**TASK REQUIREMENTS**. Make an exact copy of the records that follow, with each picture omitted.

**DATA TO EXAMINE**.

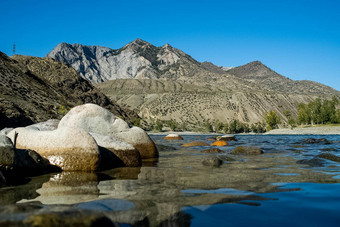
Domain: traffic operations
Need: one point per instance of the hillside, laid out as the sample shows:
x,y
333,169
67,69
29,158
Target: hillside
x,y
163,83
36,89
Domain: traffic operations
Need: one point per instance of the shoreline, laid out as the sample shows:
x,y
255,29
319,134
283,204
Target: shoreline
x,y
316,130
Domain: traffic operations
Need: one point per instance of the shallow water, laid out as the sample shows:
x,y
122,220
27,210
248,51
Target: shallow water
x,y
178,190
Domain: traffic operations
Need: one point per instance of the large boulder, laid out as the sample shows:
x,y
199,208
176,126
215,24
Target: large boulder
x,y
195,144
95,119
70,149
173,137
15,164
116,153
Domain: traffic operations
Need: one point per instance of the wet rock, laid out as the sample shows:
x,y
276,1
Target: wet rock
x,y
328,156
247,150
18,163
116,153
220,143
195,144
173,137
226,158
161,147
312,141
227,138
5,131
212,161
67,218
212,150
70,149
95,119
2,179
48,125
314,162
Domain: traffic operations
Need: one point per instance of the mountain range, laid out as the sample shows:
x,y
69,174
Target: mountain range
x,y
157,83
36,89
164,83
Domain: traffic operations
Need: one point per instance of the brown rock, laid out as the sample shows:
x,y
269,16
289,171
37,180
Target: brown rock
x,y
195,143
212,150
173,137
219,143
247,150
68,148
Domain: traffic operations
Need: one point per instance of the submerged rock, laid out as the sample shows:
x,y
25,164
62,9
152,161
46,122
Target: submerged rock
x,y
15,164
212,150
173,137
95,119
328,156
116,153
195,144
220,143
226,158
227,138
48,125
247,150
161,147
212,161
70,149
314,162
312,141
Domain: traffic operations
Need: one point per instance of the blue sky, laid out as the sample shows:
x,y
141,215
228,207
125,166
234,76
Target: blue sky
x,y
299,39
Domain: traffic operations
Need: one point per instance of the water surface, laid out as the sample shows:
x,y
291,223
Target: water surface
x,y
178,190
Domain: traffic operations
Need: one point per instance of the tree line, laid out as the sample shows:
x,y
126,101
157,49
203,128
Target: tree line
x,y
315,112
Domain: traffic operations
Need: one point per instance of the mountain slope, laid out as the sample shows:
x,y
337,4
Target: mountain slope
x,y
36,89
164,83
137,59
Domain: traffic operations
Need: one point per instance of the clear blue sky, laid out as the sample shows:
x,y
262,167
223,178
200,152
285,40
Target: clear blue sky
x,y
299,39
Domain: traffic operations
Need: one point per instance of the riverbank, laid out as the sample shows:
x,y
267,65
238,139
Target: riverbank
x,y
315,130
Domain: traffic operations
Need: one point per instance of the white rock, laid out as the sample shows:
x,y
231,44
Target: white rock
x,y
71,149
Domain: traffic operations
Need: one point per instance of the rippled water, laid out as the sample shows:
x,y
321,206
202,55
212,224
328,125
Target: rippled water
x,y
262,190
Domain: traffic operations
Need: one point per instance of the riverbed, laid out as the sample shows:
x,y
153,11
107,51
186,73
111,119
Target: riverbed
x,y
285,186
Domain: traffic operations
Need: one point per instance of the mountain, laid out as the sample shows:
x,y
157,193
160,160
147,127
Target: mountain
x,y
164,83
36,89
138,59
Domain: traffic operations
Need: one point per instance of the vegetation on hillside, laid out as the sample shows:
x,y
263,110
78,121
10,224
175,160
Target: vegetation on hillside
x,y
319,112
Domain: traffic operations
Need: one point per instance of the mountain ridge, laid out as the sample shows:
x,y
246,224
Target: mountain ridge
x,y
36,89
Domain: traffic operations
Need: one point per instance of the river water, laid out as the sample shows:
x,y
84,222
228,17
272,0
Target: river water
x,y
271,189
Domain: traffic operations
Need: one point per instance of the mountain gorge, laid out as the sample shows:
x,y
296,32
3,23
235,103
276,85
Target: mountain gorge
x,y
36,89
164,83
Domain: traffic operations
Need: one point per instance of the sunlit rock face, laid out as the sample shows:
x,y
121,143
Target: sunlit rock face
x,y
71,149
95,119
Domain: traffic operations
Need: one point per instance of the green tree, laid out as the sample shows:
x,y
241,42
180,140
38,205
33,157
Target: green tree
x,y
273,120
303,114
159,125
218,126
136,122
173,125
208,126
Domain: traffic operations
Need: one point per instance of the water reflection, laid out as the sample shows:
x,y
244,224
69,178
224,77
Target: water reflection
x,y
158,194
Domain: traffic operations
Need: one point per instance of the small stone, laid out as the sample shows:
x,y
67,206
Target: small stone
x,y
227,138
212,150
226,158
328,156
212,161
195,144
220,143
173,137
312,141
314,162
247,150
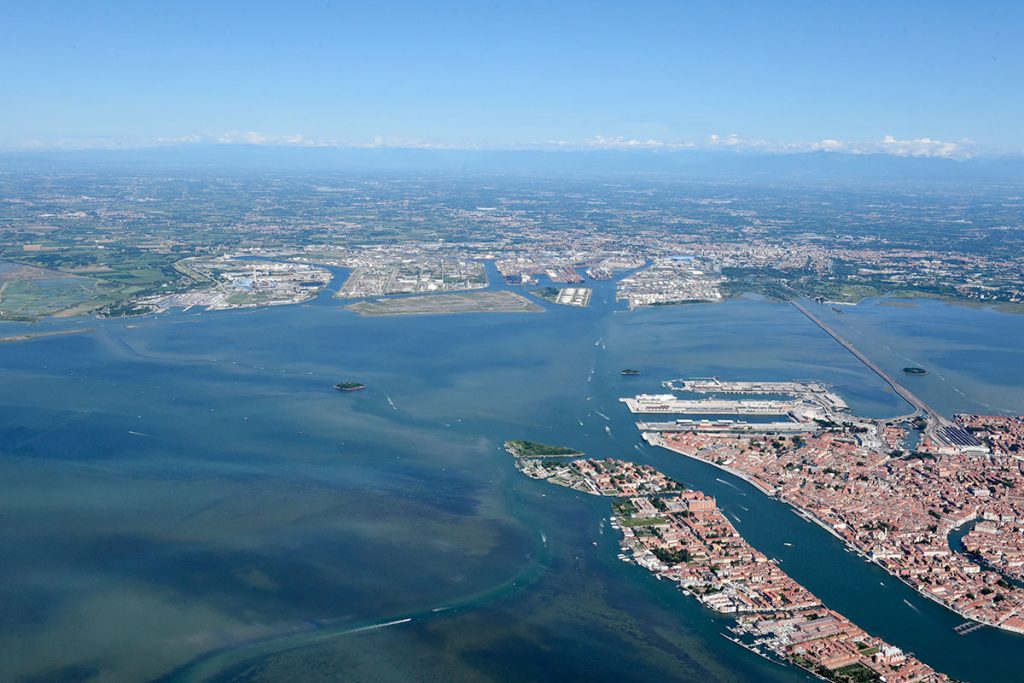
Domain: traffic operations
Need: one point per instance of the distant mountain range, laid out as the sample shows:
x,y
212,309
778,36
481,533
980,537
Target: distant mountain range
x,y
814,167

**TASK RESULT**.
Domain: traffic operations
Need: one point per instance of the hillside, laid out as the sample shows:
x,y
333,169
67,69
29,158
Target: hillside
x,y
163,83
36,89
Domain: traffic operations
Need: one point per instance of the shoreline, laid out as the sample shows:
x,y
255,29
319,134
283,204
Target: shoreline
x,y
316,130
Domain: traffic operations
Need: one point per instance of the shallow water, laid out as the sample shows:
x,y
122,220
27,210
248,51
Target: shallow water
x,y
178,190
Domain: traffic operations
Need: one point per instance of the large boulder, laid out as the sample shows:
x,y
199,208
176,126
215,24
Target: large boulder
x,y
195,144
95,119
70,149
173,137
15,164
116,153
Domain: traffic operations
Need: one point per instance of the wet rock, laid out as the sample shows:
x,y
276,1
Target: wet rock
x,y
328,156
247,150
18,163
116,153
220,143
195,144
173,137
226,158
161,147
312,141
227,138
5,131
212,161
67,218
212,150
70,149
95,119
2,179
48,125
314,162
Domain: traffic operations
Need: one point per instance of the mountain range, laid out as the sample shows:
x,y
69,174
Target: mountain range
x,y
157,83
36,89
164,83
Domain: traffic operations
Need: one point per instance of the brown rock, laid out as the sample shows:
x,y
269,16
289,171
37,180
Target: brown rock
x,y
195,143
212,150
173,137
219,143
247,150
68,148
Domain: traffic operations
Need: one point per instance of the submerged rock, laid out as the sample shows:
x,y
25,164
62,9
152,161
46,122
Target: submerged rock
x,y
15,164
212,150
173,137
95,119
328,156
116,153
195,144
220,143
226,158
227,138
48,125
247,150
161,147
212,161
70,149
314,162
312,141
Domain: traffic operations
Need: one point per instance of the blue sky, laid out as the sample shows:
x,y
141,215
228,207
125,166
234,76
Target: blue sky
x,y
299,39
Domain: traffic operations
Need: one point per instance of the water surface, laid out as the sample shows:
x,y
291,223
Target: water surface
x,y
178,190
Domain: traffic operations
Need: one point per instance of the tree line, laid out as the sample shows:
x,y
126,101
157,49
203,128
Target: tree line
x,y
315,112
Domain: traffic operations
Need: one point per instance of the mountain slope, laid out as the sample shows:
x,y
337,4
Target: mountain slope
x,y
36,89
164,83
137,59
Domain: traffic operations
Need: one point per instance of the clear blue sky, laid out as the sample shows:
x,y
262,167
223,178
200,152
285,40
Target: clear blue sky
x,y
299,39
Domain: traffic operations
Need: one point per instance of the riverbank, laid out as the sample shows:
x,y
267,65
238,139
Target: riverbank
x,y
315,130
Domain: traffic operations
Need: one point per instance of the white rock, laid out as the sample shows:
x,y
231,44
Target: white rock
x,y
71,149
Domain: traffic operations
Need: one point per instance of the rippled water, laid out as the sample shows:
x,y
321,206
202,55
212,224
328,125
Target: rippled water
x,y
262,190
Domain: traffic operations
Need: one point per instance of the riverbed, laid out as the sample shows:
x,y
153,11
107,51
186,73
111,119
Target: riverbed
x,y
285,186
Domain: traffic operations
Need: one point per instance of the mountain, laid out as the sample shows:
x,y
157,193
160,160
147,127
Target: mountain
x,y
164,83
36,89
138,59
Domain: traffic operations
Need: one point per instance of the vegetation on hillside, laid out as the sample shows:
x,y
263,110
78,121
10,224
175,160
Target: vegetation on hillside
x,y
319,112
Domain: traffic operations
Need: one point per instance of the mountain ridge, laid out as the sample shows:
x,y
246,224
Target: mountain ridge
x,y
36,89
Domain: traffic operations
Need: one point per instance of the river water, laid out as the sample shows:
x,y
84,222
228,17
272,0
Target: river water
x,y
271,189
Domain: traffic operations
Need: one point per instance of the mountain gorge, laid out as the sample shows:
x,y
296,32
3,23
235,103
276,85
Target: mountain gorge
x,y
36,89
164,83
Domain: traffic operations
Need: one point per instance of the sunlit rock face, laid out as the sample shows:
x,y
121,143
Target: sunlit rock face
x,y
71,149
95,119
Domain: traffic operations
Need: one point per instance of the green tree, laid out as the sample shows:
x,y
241,42
180,140
38,205
33,157
Target: green tree
x,y
273,120
303,114
159,125
218,126
136,122
173,125
208,126
Domain: traffic operations
Need: one point per instance of the water reflection, laid out as the sample shows:
x,y
244,224
69,178
224,77
Target: water reflection
x,y
158,194
Domain: traffic operations
Need: one point per instance of the small stone, laid out as the sample shows:
x,y
67,206
Target: small stone
x,y
227,138
212,150
226,158
328,156
212,161
195,144
220,143
173,137
312,141
314,162
247,150
Domain: traffic operations
Need: one point per instance of the distant mountain range, laid out as the sample shows:
x,y
212,309
778,36
481,533
980,537
Target: distant mountain range
x,y
814,167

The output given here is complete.